• TASK DIRECTIONS: From the entries below, reproduce exactly the line containing "Scouting pass: put a marker on the police officer's", the line containing "[(138, 184), (274, 221), (436, 7), (96, 271)]", and every line in between, with nothing added.

• AVAILABLE RECORDS:
————
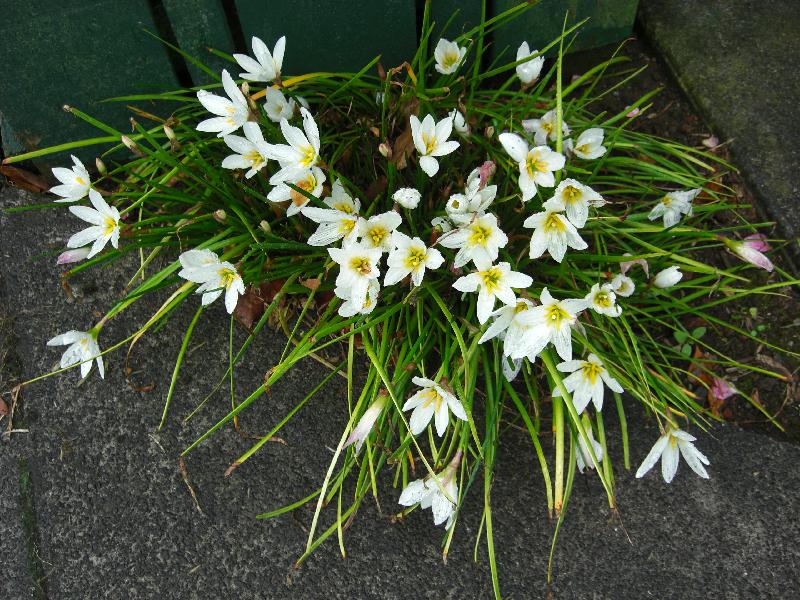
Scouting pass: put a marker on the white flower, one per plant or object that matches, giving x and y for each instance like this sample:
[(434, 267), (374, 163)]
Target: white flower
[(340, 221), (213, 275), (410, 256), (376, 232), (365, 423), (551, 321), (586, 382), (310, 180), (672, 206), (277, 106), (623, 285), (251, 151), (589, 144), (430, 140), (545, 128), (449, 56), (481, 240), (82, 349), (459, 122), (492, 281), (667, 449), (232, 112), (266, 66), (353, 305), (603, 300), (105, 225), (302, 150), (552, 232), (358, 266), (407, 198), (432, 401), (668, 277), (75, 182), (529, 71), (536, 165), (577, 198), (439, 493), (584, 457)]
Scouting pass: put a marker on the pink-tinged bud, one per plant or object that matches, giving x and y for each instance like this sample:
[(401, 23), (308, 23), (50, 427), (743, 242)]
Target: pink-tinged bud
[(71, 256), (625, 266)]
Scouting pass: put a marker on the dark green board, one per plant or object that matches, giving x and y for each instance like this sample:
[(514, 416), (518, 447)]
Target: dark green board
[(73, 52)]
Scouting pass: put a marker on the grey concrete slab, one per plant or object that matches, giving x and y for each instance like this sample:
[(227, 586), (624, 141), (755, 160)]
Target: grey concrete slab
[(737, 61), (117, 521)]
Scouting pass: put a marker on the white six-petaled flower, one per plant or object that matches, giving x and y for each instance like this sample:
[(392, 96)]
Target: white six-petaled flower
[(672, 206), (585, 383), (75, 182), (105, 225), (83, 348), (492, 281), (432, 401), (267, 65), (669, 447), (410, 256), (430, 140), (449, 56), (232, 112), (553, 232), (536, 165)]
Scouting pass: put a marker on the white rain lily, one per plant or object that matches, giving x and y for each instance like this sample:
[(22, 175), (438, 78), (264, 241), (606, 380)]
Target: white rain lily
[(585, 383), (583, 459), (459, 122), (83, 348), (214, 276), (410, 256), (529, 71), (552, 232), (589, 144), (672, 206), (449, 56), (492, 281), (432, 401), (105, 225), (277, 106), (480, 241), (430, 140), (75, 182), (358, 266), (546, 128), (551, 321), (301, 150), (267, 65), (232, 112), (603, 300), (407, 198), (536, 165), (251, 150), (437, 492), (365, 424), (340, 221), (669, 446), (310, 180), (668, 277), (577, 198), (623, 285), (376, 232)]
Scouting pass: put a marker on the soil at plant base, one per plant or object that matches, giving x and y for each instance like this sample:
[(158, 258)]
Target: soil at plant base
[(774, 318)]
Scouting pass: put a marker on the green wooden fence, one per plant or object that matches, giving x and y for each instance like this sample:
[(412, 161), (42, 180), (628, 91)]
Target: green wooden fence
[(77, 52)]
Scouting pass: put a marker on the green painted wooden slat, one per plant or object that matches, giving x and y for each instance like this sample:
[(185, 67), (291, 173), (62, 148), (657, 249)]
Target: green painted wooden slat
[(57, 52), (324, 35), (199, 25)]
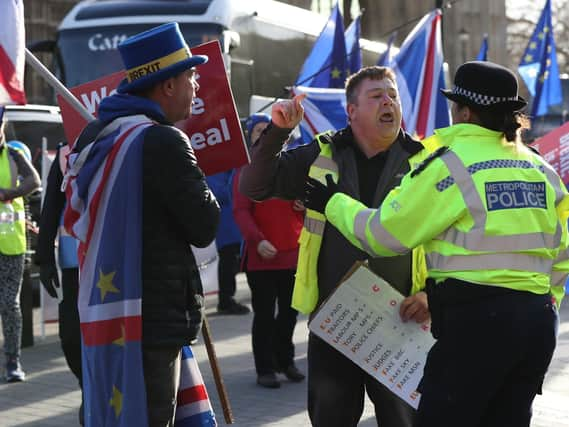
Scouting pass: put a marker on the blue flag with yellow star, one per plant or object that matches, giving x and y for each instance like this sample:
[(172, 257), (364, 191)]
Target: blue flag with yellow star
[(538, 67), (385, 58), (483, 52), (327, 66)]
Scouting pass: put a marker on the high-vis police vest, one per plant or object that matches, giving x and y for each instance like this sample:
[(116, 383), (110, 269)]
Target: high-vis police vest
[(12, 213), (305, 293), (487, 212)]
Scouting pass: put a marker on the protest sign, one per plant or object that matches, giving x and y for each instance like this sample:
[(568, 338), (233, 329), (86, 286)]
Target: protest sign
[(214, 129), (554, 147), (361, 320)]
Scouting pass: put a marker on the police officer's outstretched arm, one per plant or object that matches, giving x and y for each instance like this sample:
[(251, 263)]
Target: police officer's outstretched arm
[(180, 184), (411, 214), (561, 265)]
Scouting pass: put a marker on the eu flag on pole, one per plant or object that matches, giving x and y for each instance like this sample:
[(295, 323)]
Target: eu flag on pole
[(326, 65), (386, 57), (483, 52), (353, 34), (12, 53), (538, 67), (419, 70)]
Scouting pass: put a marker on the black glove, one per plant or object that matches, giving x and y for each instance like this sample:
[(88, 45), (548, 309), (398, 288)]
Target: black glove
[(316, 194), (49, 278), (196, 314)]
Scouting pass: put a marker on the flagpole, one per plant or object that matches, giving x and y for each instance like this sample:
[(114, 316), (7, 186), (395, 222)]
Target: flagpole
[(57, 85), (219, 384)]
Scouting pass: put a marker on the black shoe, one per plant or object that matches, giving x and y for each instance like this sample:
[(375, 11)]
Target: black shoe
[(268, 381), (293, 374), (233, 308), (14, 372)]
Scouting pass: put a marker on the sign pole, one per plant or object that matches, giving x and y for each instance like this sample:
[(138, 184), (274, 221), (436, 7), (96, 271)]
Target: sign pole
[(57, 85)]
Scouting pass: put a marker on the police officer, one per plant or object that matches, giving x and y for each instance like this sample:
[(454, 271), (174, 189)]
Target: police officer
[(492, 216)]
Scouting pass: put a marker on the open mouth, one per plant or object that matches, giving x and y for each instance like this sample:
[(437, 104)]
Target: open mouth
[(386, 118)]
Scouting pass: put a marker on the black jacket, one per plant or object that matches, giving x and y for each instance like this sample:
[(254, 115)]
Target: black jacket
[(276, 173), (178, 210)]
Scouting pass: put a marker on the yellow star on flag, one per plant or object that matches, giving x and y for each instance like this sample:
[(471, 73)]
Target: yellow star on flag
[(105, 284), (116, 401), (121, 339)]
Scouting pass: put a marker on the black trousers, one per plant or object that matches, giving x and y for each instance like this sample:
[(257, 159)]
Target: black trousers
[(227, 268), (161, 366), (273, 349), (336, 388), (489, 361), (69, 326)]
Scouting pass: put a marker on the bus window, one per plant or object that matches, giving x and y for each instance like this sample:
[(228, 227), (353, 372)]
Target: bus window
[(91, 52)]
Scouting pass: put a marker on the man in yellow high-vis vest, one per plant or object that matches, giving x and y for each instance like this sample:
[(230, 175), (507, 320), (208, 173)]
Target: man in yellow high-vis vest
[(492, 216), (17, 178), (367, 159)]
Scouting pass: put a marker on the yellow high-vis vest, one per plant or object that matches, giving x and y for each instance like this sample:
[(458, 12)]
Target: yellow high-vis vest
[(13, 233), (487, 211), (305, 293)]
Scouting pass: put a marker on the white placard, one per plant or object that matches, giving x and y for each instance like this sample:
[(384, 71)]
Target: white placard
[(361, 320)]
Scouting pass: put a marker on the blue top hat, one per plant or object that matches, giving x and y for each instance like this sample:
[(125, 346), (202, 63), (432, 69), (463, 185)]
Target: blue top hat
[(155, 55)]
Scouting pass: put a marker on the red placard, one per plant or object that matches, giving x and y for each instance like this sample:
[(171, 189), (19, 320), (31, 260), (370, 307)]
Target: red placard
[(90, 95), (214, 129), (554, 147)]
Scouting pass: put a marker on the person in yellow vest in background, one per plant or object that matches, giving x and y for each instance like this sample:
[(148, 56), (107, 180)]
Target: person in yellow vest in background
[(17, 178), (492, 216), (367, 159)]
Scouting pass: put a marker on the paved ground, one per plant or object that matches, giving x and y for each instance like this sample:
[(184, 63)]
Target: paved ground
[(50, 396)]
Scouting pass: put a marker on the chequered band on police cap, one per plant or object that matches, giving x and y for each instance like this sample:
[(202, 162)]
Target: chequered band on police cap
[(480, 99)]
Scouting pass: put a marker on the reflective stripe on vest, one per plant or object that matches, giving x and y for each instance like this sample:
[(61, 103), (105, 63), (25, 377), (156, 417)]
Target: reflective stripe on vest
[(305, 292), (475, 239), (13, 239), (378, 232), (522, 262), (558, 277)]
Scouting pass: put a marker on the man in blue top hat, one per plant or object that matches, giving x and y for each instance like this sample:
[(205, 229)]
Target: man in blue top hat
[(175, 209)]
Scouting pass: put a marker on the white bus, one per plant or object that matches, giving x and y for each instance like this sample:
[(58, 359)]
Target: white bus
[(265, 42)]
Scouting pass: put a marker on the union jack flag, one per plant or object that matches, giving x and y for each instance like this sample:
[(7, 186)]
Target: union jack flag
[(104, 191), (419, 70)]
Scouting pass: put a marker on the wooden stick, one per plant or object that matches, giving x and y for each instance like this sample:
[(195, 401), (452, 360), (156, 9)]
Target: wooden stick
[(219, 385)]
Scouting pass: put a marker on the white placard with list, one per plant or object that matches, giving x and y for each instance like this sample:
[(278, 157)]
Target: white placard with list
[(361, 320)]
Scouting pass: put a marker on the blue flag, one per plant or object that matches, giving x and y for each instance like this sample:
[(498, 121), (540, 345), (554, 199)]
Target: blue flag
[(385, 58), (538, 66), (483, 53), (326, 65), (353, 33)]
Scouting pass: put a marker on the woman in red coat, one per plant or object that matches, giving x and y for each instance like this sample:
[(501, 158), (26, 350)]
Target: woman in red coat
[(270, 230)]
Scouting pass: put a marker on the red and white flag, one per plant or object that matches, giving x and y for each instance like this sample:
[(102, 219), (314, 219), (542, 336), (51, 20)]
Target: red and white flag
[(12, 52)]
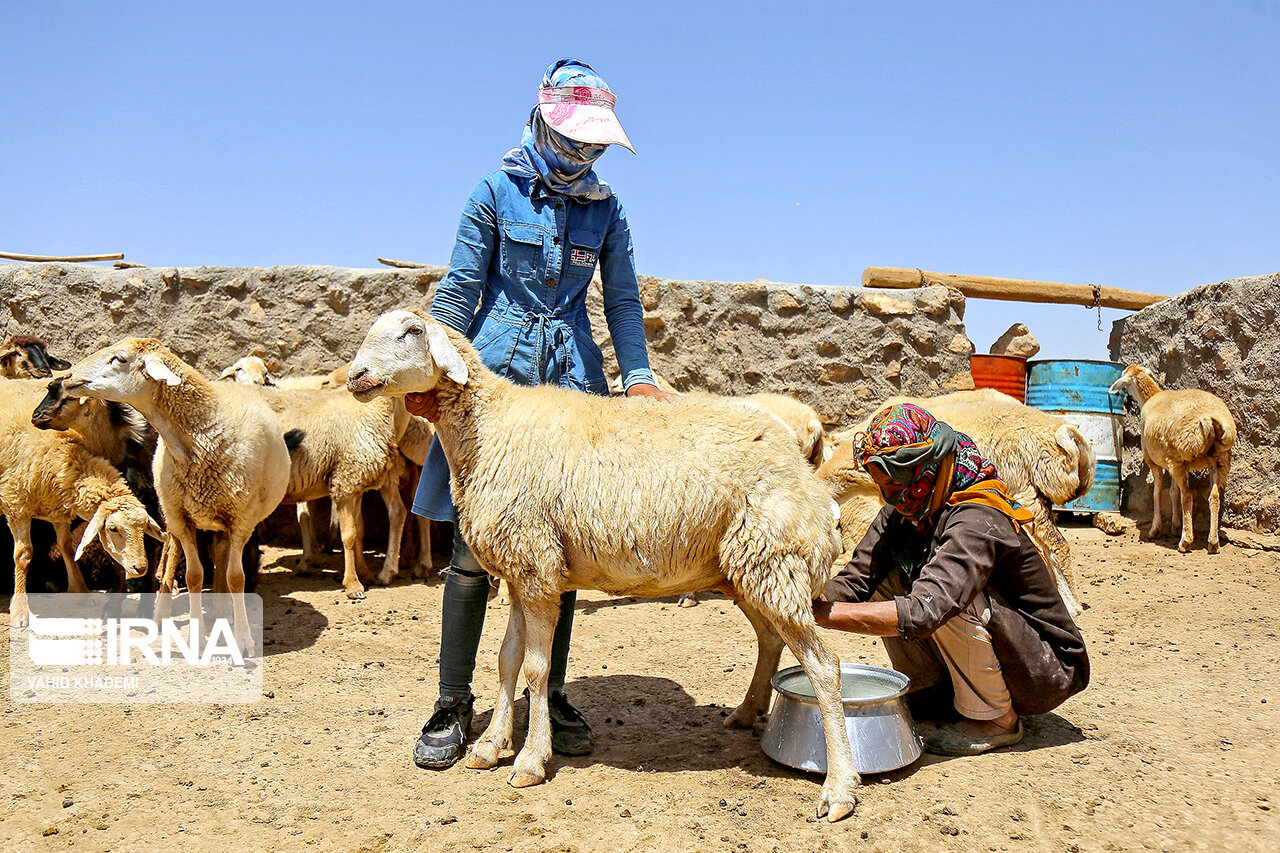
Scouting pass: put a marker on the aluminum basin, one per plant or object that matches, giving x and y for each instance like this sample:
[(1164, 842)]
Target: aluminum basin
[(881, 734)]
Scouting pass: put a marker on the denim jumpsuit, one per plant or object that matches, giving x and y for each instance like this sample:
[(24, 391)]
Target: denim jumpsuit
————
• SOLUTION FOR THIS PROBLEM:
Scouting pass: put a marker on the police officer's outstretched arm, one per plant or object that matches, giving x and y for each instance like this sample:
[(251, 263)]
Target: police officer's outstretched arm
[(180, 184), (411, 214), (561, 265)]
Scouting pass: put a marker on the eu flag on pole, one per plant or object that matches, giving x and y for each instance like this sample:
[(295, 323)]
Target: eu flag on pole
[(326, 65), (386, 57), (483, 52), (353, 34), (12, 53), (538, 67), (419, 70)]
Scouting pass: put a marker on the black glove, one per plant or object that matches, giving x and y for each instance like this sample:
[(88, 45), (548, 309), (398, 288)]
Target: black glove
[(316, 194), (49, 278), (196, 314)]
Scouting pass: put a marker on the flagpole, one per plant or object that matches, giving x and y for each instance like this sample:
[(114, 316), (7, 186), (395, 222)]
Target: flagpole
[(57, 85), (219, 384)]
Scouting pass: put a marker on the black shoe, one per plant or object that matches, giving x and y for each instance like this sample:
[(375, 11)]
Target: black shoe
[(268, 381), (293, 374), (233, 308), (14, 372)]
Scouting pass: put a marker on the sign pole, one per plant or object that matches, giving x and y for each instance like this sample:
[(138, 184), (274, 221), (436, 7), (96, 271)]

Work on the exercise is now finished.